▶ [Your instructions]: Print exactly the lines from the one containing "Would you mind indicating the green leaf" through the last line of the listing, both included.
Start of Supplied data
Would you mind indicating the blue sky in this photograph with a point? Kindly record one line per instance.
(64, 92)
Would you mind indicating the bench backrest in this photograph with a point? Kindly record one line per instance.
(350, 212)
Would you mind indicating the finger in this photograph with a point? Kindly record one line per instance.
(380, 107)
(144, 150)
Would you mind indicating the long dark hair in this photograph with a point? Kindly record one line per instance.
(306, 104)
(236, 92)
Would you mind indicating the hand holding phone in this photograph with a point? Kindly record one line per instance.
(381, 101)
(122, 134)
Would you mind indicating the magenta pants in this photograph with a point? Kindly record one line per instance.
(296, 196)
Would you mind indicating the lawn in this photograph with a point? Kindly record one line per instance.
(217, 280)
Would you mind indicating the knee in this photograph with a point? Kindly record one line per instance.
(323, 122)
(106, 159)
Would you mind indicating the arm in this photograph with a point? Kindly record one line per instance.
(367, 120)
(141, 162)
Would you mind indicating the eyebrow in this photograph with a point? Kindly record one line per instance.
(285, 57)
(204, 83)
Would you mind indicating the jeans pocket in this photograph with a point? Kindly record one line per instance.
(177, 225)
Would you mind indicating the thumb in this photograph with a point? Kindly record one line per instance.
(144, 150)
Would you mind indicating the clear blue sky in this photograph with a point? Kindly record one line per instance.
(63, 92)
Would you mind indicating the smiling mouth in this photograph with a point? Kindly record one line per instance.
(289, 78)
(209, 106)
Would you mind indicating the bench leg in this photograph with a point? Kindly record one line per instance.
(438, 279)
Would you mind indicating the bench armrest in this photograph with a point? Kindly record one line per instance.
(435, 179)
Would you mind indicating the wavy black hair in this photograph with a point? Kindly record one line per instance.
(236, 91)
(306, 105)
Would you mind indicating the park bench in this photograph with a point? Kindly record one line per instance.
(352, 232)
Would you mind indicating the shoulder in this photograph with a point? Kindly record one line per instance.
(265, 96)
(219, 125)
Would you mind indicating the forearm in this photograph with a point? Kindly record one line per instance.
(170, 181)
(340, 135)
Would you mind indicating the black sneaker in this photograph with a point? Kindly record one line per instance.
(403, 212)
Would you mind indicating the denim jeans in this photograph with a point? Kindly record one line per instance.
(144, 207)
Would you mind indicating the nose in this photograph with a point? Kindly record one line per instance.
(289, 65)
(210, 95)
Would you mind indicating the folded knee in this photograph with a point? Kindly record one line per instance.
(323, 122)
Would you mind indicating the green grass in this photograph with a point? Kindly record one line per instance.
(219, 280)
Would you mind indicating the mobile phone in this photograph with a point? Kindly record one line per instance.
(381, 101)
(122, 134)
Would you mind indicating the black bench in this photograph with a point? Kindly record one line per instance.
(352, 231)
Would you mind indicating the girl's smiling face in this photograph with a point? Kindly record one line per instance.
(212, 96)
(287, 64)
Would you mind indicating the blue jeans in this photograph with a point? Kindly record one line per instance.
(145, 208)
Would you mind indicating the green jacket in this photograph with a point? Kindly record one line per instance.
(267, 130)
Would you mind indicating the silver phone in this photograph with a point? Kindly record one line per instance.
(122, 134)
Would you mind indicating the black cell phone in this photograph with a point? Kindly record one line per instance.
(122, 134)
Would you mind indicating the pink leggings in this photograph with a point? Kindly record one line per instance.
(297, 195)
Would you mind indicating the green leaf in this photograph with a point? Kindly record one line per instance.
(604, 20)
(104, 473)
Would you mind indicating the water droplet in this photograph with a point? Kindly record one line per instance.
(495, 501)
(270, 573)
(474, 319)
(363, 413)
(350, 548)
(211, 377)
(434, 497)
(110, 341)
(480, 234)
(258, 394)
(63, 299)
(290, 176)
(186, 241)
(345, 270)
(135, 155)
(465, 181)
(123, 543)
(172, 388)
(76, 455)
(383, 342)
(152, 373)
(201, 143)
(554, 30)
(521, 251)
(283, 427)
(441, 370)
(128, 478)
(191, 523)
End of Supplied data
▶ [Exercise result]:
Would you mind indicating the green leaf in this photograph with a point? Kindly record one line per instance.
(604, 20)
(104, 473)
Would you mind indicating the water droplet in this photograph with a point? Kindly record one line per instance.
(495, 501)
(270, 573)
(474, 319)
(363, 413)
(350, 548)
(211, 377)
(434, 497)
(110, 341)
(480, 234)
(258, 394)
(63, 299)
(290, 176)
(186, 241)
(345, 270)
(135, 155)
(465, 181)
(123, 543)
(172, 388)
(76, 455)
(383, 342)
(152, 373)
(201, 143)
(554, 30)
(521, 251)
(283, 427)
(441, 370)
(128, 478)
(191, 523)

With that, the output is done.